_What is being asked_:
Scan the data beneath this task and copy each line that includes "door".

___ Data to use

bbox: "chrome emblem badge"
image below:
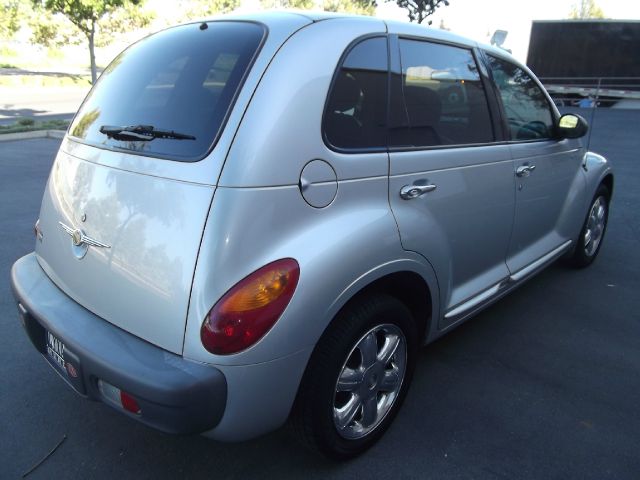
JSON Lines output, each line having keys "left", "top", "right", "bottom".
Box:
{"left": 59, "top": 221, "right": 111, "bottom": 250}
{"left": 71, "top": 229, "right": 83, "bottom": 246}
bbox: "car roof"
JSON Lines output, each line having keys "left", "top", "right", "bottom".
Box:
{"left": 384, "top": 19, "right": 476, "bottom": 48}
{"left": 198, "top": 11, "right": 524, "bottom": 67}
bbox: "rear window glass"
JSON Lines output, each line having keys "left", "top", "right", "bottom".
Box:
{"left": 69, "top": 22, "right": 265, "bottom": 161}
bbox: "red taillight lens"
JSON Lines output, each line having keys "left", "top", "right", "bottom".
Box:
{"left": 201, "top": 258, "right": 300, "bottom": 355}
{"left": 97, "top": 379, "right": 141, "bottom": 415}
{"left": 120, "top": 391, "right": 141, "bottom": 414}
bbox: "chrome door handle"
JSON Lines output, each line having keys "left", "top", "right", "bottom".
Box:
{"left": 400, "top": 183, "right": 437, "bottom": 200}
{"left": 516, "top": 164, "right": 536, "bottom": 177}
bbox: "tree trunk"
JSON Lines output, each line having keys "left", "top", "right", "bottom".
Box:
{"left": 88, "top": 23, "right": 97, "bottom": 85}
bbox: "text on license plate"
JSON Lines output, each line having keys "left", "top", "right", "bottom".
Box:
{"left": 46, "top": 331, "right": 67, "bottom": 373}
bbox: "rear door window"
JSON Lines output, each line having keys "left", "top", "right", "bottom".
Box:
{"left": 485, "top": 55, "right": 555, "bottom": 141}
{"left": 323, "top": 36, "right": 389, "bottom": 151}
{"left": 391, "top": 39, "right": 494, "bottom": 148}
{"left": 69, "top": 21, "right": 265, "bottom": 161}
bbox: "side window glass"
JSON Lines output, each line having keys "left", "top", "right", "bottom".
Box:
{"left": 486, "top": 55, "right": 555, "bottom": 140}
{"left": 391, "top": 39, "right": 494, "bottom": 148}
{"left": 324, "top": 37, "right": 388, "bottom": 150}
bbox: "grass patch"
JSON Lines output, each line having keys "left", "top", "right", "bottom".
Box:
{"left": 0, "top": 74, "right": 91, "bottom": 88}
{"left": 0, "top": 118, "right": 70, "bottom": 135}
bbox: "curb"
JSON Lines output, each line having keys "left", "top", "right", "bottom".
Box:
{"left": 0, "top": 130, "right": 66, "bottom": 142}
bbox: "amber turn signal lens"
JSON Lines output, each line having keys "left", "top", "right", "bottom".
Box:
{"left": 201, "top": 258, "right": 300, "bottom": 355}
{"left": 220, "top": 267, "right": 292, "bottom": 313}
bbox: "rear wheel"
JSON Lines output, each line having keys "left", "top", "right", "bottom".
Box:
{"left": 290, "top": 294, "right": 417, "bottom": 460}
{"left": 568, "top": 184, "right": 610, "bottom": 268}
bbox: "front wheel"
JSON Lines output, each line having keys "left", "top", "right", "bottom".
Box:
{"left": 568, "top": 184, "right": 610, "bottom": 268}
{"left": 290, "top": 294, "right": 417, "bottom": 460}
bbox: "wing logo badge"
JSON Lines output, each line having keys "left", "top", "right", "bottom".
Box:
{"left": 58, "top": 222, "right": 111, "bottom": 249}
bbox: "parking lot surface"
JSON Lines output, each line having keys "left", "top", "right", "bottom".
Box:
{"left": 0, "top": 86, "right": 87, "bottom": 126}
{"left": 1, "top": 109, "right": 639, "bottom": 479}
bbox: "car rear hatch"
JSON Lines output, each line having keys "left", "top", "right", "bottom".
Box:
{"left": 34, "top": 16, "right": 310, "bottom": 354}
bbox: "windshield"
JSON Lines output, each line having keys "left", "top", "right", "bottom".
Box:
{"left": 68, "top": 21, "right": 265, "bottom": 161}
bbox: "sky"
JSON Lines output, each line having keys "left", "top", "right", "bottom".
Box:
{"left": 376, "top": 0, "right": 640, "bottom": 62}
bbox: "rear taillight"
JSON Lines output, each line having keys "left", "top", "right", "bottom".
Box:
{"left": 201, "top": 258, "right": 300, "bottom": 355}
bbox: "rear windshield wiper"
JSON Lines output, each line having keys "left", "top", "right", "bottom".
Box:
{"left": 99, "top": 125, "right": 196, "bottom": 141}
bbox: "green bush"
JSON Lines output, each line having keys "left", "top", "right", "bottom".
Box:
{"left": 0, "top": 118, "right": 69, "bottom": 134}
{"left": 0, "top": 45, "right": 17, "bottom": 57}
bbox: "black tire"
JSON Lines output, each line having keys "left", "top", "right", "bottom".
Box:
{"left": 290, "top": 294, "right": 417, "bottom": 460}
{"left": 567, "top": 184, "right": 610, "bottom": 268}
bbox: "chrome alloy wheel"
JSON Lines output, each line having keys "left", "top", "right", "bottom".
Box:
{"left": 584, "top": 195, "right": 607, "bottom": 257}
{"left": 333, "top": 324, "right": 407, "bottom": 440}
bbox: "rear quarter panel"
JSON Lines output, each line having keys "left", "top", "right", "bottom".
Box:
{"left": 183, "top": 180, "right": 440, "bottom": 366}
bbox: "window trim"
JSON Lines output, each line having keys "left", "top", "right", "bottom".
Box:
{"left": 481, "top": 51, "right": 562, "bottom": 145}
{"left": 66, "top": 20, "right": 269, "bottom": 163}
{"left": 473, "top": 47, "right": 508, "bottom": 142}
{"left": 321, "top": 33, "right": 391, "bottom": 154}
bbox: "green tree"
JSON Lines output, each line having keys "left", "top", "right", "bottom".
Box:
{"left": 322, "top": 0, "right": 376, "bottom": 15}
{"left": 172, "top": 0, "right": 241, "bottom": 22}
{"left": 33, "top": 0, "right": 149, "bottom": 84}
{"left": 1, "top": 0, "right": 26, "bottom": 39}
{"left": 29, "top": 8, "right": 83, "bottom": 48}
{"left": 260, "top": 0, "right": 376, "bottom": 15}
{"left": 569, "top": 0, "right": 605, "bottom": 19}
{"left": 261, "top": 0, "right": 315, "bottom": 9}
{"left": 395, "top": 0, "right": 450, "bottom": 24}
{"left": 95, "top": 2, "right": 154, "bottom": 47}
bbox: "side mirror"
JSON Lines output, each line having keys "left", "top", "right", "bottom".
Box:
{"left": 557, "top": 113, "right": 588, "bottom": 139}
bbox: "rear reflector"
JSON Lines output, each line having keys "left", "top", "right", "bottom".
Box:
{"left": 97, "top": 379, "right": 141, "bottom": 415}
{"left": 120, "top": 391, "right": 141, "bottom": 414}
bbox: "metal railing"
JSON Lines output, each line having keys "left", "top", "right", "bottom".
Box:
{"left": 538, "top": 76, "right": 640, "bottom": 107}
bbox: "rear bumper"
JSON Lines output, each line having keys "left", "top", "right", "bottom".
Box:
{"left": 10, "top": 253, "right": 227, "bottom": 435}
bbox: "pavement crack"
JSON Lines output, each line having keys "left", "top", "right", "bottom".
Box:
{"left": 22, "top": 434, "right": 67, "bottom": 478}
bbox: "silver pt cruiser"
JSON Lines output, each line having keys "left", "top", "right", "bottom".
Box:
{"left": 11, "top": 12, "right": 613, "bottom": 459}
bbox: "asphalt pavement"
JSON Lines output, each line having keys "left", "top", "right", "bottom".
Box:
{"left": 0, "top": 86, "right": 88, "bottom": 126}
{"left": 1, "top": 109, "right": 639, "bottom": 479}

______

_Written solution_:
bbox: "chrome door handle"
bbox: "rear door window"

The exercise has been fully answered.